Work instruction:
Filter this data down to the lines that hold "airliner", and copy them.

=== Extracted material ===

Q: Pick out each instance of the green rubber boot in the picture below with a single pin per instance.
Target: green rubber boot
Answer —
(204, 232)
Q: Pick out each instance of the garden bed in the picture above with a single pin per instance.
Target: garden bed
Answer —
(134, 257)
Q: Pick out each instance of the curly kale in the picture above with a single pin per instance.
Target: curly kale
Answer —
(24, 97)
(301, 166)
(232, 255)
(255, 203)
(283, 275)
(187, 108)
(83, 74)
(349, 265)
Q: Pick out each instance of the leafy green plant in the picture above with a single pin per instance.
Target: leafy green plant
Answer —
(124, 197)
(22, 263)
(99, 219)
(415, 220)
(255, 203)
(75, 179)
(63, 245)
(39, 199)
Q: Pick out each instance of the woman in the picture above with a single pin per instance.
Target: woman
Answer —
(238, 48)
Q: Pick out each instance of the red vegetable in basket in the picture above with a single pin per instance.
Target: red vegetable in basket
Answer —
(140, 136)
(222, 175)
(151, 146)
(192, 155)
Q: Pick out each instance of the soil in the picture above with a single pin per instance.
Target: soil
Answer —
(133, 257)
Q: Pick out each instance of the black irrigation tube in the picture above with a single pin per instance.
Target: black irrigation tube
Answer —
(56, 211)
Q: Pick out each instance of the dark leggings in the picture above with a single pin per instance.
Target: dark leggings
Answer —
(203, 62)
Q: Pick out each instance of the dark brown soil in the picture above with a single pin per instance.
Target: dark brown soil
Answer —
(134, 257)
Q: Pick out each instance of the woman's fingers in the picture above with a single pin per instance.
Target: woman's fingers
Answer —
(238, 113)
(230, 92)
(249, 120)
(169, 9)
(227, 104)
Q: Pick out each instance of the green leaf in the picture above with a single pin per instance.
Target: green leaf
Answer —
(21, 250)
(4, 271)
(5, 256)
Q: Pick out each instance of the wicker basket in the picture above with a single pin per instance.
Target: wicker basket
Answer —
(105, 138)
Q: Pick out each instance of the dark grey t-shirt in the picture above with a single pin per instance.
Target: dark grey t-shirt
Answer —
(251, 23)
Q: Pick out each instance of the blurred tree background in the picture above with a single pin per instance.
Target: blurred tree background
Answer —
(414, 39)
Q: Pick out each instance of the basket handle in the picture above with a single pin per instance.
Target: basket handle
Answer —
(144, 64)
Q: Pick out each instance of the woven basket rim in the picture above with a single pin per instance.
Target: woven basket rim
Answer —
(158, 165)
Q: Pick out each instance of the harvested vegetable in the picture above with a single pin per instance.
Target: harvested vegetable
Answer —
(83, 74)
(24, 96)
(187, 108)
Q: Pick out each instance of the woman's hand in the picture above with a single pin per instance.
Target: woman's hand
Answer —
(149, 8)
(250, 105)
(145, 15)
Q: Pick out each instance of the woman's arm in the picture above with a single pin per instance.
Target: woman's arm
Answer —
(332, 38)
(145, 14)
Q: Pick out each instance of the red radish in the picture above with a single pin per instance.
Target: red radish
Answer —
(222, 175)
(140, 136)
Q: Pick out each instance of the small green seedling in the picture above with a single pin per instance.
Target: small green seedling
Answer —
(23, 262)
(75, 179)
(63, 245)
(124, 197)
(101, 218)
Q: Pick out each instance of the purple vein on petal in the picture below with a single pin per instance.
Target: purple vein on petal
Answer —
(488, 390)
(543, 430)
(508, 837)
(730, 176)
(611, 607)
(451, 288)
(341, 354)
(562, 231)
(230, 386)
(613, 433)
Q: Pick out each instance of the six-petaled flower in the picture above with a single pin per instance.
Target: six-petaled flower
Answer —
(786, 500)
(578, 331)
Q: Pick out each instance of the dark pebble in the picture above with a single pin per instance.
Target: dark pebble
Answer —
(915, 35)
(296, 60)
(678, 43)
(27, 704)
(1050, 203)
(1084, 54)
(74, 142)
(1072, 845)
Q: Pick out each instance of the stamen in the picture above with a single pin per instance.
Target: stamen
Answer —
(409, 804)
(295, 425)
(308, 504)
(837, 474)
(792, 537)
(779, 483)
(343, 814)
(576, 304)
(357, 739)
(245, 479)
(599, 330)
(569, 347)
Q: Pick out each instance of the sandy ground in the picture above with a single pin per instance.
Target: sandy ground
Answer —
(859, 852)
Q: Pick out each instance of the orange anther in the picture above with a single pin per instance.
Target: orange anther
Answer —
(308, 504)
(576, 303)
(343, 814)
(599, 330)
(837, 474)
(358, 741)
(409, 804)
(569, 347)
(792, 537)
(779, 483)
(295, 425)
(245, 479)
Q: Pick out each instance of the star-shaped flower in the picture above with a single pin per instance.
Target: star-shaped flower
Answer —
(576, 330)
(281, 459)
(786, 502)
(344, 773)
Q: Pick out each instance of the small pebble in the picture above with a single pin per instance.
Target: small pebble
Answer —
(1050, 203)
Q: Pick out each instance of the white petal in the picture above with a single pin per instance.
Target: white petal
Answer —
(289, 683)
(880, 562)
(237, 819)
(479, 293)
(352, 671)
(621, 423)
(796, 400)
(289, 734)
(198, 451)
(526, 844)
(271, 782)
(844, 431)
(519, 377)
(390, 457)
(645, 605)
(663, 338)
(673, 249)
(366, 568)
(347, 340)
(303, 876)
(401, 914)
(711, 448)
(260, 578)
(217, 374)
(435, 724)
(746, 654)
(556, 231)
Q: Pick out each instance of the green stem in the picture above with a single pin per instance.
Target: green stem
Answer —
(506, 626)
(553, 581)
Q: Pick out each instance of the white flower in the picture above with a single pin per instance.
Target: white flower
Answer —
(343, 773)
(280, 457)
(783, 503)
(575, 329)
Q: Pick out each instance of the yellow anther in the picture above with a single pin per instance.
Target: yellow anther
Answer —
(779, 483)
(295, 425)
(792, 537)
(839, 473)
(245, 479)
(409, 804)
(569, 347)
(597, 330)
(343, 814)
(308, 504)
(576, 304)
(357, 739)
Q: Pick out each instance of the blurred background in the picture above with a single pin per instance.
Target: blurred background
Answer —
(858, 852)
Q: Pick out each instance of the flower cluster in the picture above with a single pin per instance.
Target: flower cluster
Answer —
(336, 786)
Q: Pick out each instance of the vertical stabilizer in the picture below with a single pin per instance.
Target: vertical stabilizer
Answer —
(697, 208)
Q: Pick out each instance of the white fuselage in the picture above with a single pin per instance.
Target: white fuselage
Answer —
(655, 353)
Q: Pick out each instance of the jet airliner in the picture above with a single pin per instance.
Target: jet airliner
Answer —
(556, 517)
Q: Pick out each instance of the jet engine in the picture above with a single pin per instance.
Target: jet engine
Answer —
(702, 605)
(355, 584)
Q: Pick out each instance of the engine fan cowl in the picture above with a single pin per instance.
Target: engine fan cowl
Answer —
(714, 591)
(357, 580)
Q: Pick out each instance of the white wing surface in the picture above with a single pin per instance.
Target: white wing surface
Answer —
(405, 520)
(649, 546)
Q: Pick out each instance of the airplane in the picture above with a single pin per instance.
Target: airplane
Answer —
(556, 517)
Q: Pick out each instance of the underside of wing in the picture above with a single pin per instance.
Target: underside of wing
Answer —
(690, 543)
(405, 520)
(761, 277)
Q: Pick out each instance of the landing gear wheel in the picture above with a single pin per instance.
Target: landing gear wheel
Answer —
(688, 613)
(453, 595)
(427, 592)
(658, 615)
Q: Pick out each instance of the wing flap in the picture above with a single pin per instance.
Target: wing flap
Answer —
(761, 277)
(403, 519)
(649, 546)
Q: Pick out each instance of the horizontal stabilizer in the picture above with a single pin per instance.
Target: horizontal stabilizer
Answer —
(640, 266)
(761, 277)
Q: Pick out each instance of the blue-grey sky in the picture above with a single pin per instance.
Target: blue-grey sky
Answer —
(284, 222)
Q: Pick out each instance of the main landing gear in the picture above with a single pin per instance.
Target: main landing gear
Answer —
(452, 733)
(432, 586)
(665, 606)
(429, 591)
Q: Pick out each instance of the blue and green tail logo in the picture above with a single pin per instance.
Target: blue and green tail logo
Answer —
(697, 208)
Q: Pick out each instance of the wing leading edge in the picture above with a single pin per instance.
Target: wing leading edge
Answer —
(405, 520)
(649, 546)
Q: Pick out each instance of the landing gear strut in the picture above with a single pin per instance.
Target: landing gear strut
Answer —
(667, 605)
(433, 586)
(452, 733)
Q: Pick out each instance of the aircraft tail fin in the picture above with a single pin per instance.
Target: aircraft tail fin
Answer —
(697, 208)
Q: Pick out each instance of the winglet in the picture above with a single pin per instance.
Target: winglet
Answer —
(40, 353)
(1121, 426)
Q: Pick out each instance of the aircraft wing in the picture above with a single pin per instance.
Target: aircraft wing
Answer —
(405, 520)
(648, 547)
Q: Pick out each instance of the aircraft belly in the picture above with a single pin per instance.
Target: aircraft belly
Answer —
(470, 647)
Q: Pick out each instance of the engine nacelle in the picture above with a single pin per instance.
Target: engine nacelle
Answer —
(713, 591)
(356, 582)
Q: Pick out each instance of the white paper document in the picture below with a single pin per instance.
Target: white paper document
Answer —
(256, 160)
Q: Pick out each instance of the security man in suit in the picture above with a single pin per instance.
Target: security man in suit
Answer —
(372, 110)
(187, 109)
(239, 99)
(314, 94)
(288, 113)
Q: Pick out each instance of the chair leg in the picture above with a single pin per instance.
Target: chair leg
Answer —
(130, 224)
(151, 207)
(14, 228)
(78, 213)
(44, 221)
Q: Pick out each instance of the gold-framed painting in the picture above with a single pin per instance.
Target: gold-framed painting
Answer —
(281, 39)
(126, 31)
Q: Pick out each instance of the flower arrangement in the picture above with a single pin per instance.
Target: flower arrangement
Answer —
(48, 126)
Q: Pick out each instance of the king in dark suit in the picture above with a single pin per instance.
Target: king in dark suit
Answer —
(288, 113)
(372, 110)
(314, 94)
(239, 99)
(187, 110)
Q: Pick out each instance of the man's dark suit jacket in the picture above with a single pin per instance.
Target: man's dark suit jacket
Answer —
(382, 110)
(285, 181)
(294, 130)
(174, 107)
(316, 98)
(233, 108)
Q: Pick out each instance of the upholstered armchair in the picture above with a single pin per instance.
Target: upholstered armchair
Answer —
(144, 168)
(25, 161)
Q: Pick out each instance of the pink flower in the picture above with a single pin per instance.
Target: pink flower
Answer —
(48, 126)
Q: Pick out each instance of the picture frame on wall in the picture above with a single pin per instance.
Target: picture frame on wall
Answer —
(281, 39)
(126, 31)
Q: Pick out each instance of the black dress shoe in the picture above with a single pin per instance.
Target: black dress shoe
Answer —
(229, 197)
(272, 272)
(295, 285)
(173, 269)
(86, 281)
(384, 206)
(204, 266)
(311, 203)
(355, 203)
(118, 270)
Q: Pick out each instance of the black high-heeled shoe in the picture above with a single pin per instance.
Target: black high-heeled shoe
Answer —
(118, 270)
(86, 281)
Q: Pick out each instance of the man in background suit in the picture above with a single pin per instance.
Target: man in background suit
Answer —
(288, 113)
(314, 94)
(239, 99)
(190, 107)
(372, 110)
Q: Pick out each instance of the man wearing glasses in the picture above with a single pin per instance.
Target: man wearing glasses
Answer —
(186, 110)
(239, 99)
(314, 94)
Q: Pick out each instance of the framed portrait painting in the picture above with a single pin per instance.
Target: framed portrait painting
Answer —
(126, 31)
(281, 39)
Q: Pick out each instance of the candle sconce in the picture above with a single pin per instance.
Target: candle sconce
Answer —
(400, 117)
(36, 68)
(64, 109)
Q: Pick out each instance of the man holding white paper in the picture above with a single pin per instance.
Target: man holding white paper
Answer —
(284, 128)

===

Solved exercise:
Q: Pick out each instance of the jet airliner in the picture above with a single pin per instance.
Target: jet airliner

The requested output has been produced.